• **Task directions**
Transcribe exactly every line from the one with "ok so find the white" to the last line of the listing below, including both.

• **The input**
== == ==
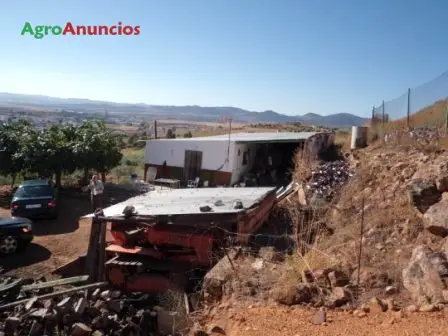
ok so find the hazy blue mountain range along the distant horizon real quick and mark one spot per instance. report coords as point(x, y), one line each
point(200, 113)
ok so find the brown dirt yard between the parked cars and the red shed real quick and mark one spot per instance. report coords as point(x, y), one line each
point(57, 242)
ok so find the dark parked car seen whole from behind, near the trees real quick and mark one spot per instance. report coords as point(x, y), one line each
point(35, 199)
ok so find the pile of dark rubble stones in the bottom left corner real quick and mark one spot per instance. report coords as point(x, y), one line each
point(93, 311)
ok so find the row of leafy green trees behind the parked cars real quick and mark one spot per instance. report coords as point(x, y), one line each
point(57, 150)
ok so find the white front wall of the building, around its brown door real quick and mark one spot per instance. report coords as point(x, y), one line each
point(214, 153)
== == ==
• **Result for this exercise**
ok so find the white front wall of the building, around its brown door real quick and mark one spot per instance. report coords as point(x, y), one line each
point(214, 153)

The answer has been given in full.